──────── Source data

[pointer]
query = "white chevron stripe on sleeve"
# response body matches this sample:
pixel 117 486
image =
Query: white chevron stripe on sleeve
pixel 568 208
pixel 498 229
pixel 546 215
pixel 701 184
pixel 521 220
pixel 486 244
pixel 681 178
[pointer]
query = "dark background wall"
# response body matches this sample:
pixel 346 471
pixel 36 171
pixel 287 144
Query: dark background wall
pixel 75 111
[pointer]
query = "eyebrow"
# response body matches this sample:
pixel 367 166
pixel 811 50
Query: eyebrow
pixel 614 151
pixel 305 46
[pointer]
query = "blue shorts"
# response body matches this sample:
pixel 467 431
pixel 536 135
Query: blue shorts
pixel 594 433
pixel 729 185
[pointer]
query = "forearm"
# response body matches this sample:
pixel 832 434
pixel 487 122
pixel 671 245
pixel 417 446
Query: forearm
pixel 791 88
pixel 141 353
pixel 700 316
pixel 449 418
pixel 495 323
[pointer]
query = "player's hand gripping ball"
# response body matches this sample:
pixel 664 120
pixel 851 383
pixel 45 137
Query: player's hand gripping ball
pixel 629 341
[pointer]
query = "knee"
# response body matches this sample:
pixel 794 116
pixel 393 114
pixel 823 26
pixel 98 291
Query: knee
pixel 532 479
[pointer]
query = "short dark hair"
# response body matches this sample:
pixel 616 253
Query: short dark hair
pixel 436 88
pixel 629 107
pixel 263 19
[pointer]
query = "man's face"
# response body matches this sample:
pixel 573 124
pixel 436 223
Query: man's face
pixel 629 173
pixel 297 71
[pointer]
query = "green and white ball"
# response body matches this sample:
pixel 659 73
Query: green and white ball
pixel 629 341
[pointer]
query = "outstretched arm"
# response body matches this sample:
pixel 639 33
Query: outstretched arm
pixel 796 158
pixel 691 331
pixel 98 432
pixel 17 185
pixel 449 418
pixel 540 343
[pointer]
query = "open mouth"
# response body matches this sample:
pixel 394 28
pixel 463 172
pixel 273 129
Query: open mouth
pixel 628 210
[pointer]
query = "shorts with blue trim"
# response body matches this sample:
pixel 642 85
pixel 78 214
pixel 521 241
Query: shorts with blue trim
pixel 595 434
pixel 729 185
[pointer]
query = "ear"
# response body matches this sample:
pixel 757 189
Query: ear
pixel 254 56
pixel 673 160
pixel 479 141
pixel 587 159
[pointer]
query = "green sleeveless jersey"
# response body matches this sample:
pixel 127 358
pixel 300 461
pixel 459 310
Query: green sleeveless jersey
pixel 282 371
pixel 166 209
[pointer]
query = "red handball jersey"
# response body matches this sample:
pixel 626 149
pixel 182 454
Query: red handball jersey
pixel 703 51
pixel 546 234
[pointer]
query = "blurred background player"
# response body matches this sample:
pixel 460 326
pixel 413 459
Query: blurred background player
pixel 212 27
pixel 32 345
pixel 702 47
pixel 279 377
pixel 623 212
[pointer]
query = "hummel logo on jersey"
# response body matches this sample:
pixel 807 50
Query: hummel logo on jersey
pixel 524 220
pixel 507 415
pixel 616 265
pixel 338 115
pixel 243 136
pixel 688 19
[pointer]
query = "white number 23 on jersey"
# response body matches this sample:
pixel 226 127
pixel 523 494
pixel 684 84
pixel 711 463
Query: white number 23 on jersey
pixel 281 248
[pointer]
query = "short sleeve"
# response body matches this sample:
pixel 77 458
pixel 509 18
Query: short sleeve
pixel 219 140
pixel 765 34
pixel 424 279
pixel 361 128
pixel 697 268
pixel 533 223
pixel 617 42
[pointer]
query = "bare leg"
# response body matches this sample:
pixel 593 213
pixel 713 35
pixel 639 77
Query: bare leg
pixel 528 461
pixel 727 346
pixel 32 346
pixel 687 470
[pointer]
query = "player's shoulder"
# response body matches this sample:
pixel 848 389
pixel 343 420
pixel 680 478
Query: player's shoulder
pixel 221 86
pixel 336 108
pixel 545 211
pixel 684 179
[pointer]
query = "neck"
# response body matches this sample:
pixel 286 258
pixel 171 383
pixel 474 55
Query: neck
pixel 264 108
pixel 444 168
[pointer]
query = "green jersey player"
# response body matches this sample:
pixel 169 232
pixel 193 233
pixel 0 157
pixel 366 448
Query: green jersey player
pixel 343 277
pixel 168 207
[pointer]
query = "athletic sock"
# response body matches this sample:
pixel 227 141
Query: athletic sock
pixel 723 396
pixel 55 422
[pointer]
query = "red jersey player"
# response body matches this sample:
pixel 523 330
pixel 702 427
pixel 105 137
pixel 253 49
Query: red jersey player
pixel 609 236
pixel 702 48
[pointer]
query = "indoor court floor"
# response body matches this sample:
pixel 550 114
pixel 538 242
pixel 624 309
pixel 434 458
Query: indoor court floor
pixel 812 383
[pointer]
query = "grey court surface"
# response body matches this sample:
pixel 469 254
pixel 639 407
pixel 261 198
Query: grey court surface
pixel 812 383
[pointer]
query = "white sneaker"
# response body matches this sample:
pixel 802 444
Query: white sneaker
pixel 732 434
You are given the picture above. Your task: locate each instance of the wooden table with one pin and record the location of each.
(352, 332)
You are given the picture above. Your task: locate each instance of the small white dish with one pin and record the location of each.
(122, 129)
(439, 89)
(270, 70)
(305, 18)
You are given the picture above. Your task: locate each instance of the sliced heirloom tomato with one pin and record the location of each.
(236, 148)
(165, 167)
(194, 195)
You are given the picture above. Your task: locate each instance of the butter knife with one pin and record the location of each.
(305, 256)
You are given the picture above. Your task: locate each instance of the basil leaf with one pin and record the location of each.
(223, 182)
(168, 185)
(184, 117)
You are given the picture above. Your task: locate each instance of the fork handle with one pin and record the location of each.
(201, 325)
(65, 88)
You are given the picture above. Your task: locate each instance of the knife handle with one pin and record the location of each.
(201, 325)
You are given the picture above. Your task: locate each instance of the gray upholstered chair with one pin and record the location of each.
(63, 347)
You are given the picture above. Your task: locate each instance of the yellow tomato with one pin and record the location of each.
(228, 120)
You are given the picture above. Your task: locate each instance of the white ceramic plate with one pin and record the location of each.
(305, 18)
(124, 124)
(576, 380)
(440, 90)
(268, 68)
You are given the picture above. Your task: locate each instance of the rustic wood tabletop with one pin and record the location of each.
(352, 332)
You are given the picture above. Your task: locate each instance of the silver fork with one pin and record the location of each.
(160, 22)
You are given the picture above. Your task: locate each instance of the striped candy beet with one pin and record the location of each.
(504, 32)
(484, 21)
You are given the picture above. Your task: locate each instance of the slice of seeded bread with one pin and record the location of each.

────────────────

- **Work instructions**
Copy every line of the material exactly, keeping all of it.

- **Response below**
[pointer]
query = "white chevron stripe on sleeve"
# response body matches this sample:
pixel 117 486
image =
Query: white chevron stripe on sleeve
pixel 568 208
pixel 498 229
pixel 546 215
pixel 701 184
pixel 521 220
pixel 486 244
pixel 681 178
[pointer]
query = "dark background wall"
# response body matches this sample:
pixel 346 471
pixel 36 171
pixel 287 144
Query: dark background wall
pixel 75 111
[pointer]
query = "eyebrow"
# response body matches this sample:
pixel 367 166
pixel 811 50
Query: eyebrow
pixel 614 151
pixel 305 46
[pointer]
query = "blue shorts"
# response body matches this sample:
pixel 467 431
pixel 536 135
Query: blue shorts
pixel 594 433
pixel 729 185
[pointer]
query = "forearm"
# response body matches this sample:
pixel 832 434
pixel 487 122
pixel 671 245
pixel 417 446
Query: forearm
pixel 791 88
pixel 141 353
pixel 700 316
pixel 449 418
pixel 495 323
[pointer]
query = "player's hand gripping ball"
# response body matches this sample:
pixel 664 120
pixel 851 383
pixel 45 137
Query: player's hand gripping ball
pixel 629 341
[pointer]
query = "knee"
# response body matches this sample:
pixel 794 116
pixel 393 114
pixel 823 26
pixel 98 291
Query: knee
pixel 532 479
[pointer]
query = "short dark hair"
# response body matches this sample:
pixel 616 253
Query: short dark hair
pixel 436 88
pixel 629 107
pixel 263 19
[pointer]
query = "man's face"
# response body matches this sample:
pixel 573 124
pixel 436 223
Query: man's face
pixel 629 173
pixel 297 71
[pointer]
query = "green and white ball"
# response body matches this sample:
pixel 659 73
Query: green and white ball
pixel 629 341
[pointer]
query = "outstretched arm"
# response body matches this sample:
pixel 639 33
Query: outstretched arm
pixel 796 158
pixel 691 331
pixel 98 432
pixel 17 185
pixel 449 418
pixel 540 343
[pointer]
query = "open mouth"
# response body matches this sample:
pixel 394 28
pixel 463 172
pixel 273 129
Query: open mouth
pixel 628 210
[pointer]
query = "shorts with blue trim"
# response body matches this sample:
pixel 642 85
pixel 78 214
pixel 521 241
Query: shorts with blue trim
pixel 595 434
pixel 729 185
[pointer]
query = "ear"
# response body matches this sample:
pixel 757 189
Query: ear
pixel 254 56
pixel 673 160
pixel 479 141
pixel 587 159
[pointer]
query = "green sleeveless jersey"
# response body matches this sample:
pixel 127 358
pixel 300 461
pixel 459 310
Query: green sleeveless jersey
pixel 282 371
pixel 166 209
[pointer]
query = "red handball jersey"
# response body matches this sample:
pixel 626 149
pixel 182 454
Query: red handball jersey
pixel 703 51
pixel 546 234
[pointer]
query = "blurred background player"
# response body matches this sample:
pixel 460 326
pixel 413 459
Query: blurred background player
pixel 212 27
pixel 32 345
pixel 702 47
pixel 279 377
pixel 623 212
[pointer]
query = "hummel logo on jersey"
# response body matches this sample:
pixel 807 50
Query: hummel logo on jersey
pixel 524 220
pixel 507 415
pixel 616 265
pixel 338 115
pixel 243 136
pixel 688 19
[pointer]
query = "white number 23 on jersey"
# response body matches this sample:
pixel 226 127
pixel 523 494
pixel 684 84
pixel 711 463
Query: white number 23 on jersey
pixel 281 248
[pointer]
query = "short sleeve"
# response body matches this sample:
pixel 77 458
pixel 509 18
Query: short sleeve
pixel 219 140
pixel 765 34
pixel 424 279
pixel 361 128
pixel 697 268
pixel 533 223
pixel 617 42
[pointer]
query = "bare leg"
# response body matches this sample:
pixel 593 213
pixel 713 35
pixel 639 77
Query: bare leg
pixel 528 461
pixel 727 346
pixel 32 346
pixel 687 470
[pointer]
query = "player's shoulder"
# response body matches this sample:
pixel 848 389
pixel 343 420
pixel 680 478
Query: player's shoulder
pixel 221 86
pixel 336 108
pixel 545 211
pixel 684 179
[pointer]
query = "neck"
# response body matches this sample:
pixel 286 258
pixel 171 383
pixel 474 55
Query: neck
pixel 264 108
pixel 444 168
[pointer]
query = "green jersey player"
# response body matches this sample:
pixel 169 232
pixel 193 233
pixel 0 157
pixel 366 448
Query: green jersey player
pixel 343 277
pixel 168 207
[pointer]
query = "athletic sock"
# response body matches this sample:
pixel 227 141
Query: athletic sock
pixel 723 396
pixel 55 422
[pointer]
query = "red jersey player"
# response body matches this sample:
pixel 523 330
pixel 702 427
pixel 105 137
pixel 253 49
Query: red jersey player
pixel 609 236
pixel 702 48
[pointer]
query = "indoor court floor"
# response body matches this sample:
pixel 550 114
pixel 538 242
pixel 624 309
pixel 434 458
Query: indoor court floor
pixel 812 383
[pointer]
query = "grey court surface"
# response body matches this sample:
pixel 469 254
pixel 639 407
pixel 261 198
Query: grey court surface
pixel 812 383
[pointer]
query = "white sneaker"
# response body matches this sample:
pixel 802 444
Query: white sneaker
pixel 732 434
You are given the picture above. Your task: locate each instance of the wooden table with one pin and record the location of each.
(352, 332)
You are given the picture above. Your task: locate each instance of the small white dish with one pin and record the location of each.
(122, 129)
(439, 89)
(270, 70)
(305, 18)
You are given the picture above. Your task: locate each instance of the sliced heirloom tomato with one pin and record the location of each.
(236, 148)
(165, 167)
(194, 195)
You are given the picture above. Your task: locate each instance of the butter knife with one pin and record the location of each.
(305, 256)
You are given the picture above. Your task: locate each instance of the basil leaf with one pin and record the location of each.
(223, 182)
(168, 185)
(184, 117)
You are given the picture above. Your task: locate each instance of the fork handle with one pin and record the location of each.
(201, 325)
(65, 88)
You are given the picture above. Your task: locate each instance of the knife handle with one pin and record the location of each.
(201, 325)
You are given the picture above. Your task: locate each instance of the gray upholstered chair with one pin and record the location of each.
(63, 347)
You are given the picture above. Your task: locate each instance of the yellow tomato with one pin and record the location of each.
(228, 120)
You are given the picture above. Your task: locate each instance of the white ceramic plate with one pin and record the location of each.
(305, 18)
(124, 124)
(576, 380)
(440, 90)
(268, 68)
You are given the picture above. Your task: locate each instance of the rustic wood tabletop with one pin and record the location of each.
(352, 332)
You are given the picture above. Your task: locate each instance of the silver fork with one pin and record the location of each.
(160, 22)
You are given the picture above. Your task: locate each instance of the striped candy beet with one pin and record the location of each.
(504, 32)
(484, 21)
You are given the picture above. Your task: locate each instance of the slice of seeded bread with one pin and record the location of each.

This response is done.